=== Source excerpt ===
To be clear – shifting risk is just a way to ignore it, which can lead to aggregating too much risk, which can lead to very bad things. Like, the Global Financial Crisis.
Just think… in a couple of years, we can have Jim Cramer go on national TV again to have a meltdown about the impending collapse of the crypto market this time, and about how the American way of life will be destroyed unless the government fronts another multi-trillion dollar bailout.
Reason 3: Cryptocurrency Facilitates Crime
Silk Road and Other Illegal Marketplaces
Charging a small fee for each transaction, Silk Road operated from 2011 through 2013 as an anonymous black marketplace where people could both offer and solicit illegal goods and services, paid for in Bitcoin.
The site was accessible through the anonymous network known as Tor, and brought public attention to the so-called “dark web”, which is simply a name for a website or other service that’s not reachable via search engine, or has other access limitations in place. In the case of Silk Road, users were required to run the Tor browser, which anonymizes both the server and the client by routing traffic through other Tor users on the network, making traffic incredibly hard to trace.
After it was shut down (twice), a slew of successors popped up using the same model:
- Only available via Tor or some other anonymous “dark web” service
- All transactions are anonymous
- Charge a small transaction fee
- All transactions are conducted using crypto
A marketplace like this is only possible because crypto is largely (but not entirely) anonymous.
=== Data extract ===
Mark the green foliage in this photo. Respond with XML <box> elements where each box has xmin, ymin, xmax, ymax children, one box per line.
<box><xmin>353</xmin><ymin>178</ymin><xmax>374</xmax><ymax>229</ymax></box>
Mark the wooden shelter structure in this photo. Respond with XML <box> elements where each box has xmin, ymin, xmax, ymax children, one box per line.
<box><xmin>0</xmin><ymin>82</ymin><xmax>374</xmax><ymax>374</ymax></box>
===
Given exercise 1: According to the cryptocurrency excerpt, during which years did Silk Road operate?
Given exercise 2: Please translate this sentence from the cryptocurrency excerpt into Spanish: "A marketplace like this is only possible because crypto is largely (but not entirely) anonymous."
Given exercise 3: List every feature of the model that, according to the cryptocurrency excerpt, Silk Road's successors adopted.

Task response 1: 2011 through 2013.

Task response 2: Un mercado como este solo es posible porque las criptomonedas son en gran medida (aunque no del todo) anónimas.

Task response 3:
- Only available via Tor or some other anonymous "dark web" service
- All transactions are anonymous
- Charge a small transaction fee
- All transactions are conducted using crypto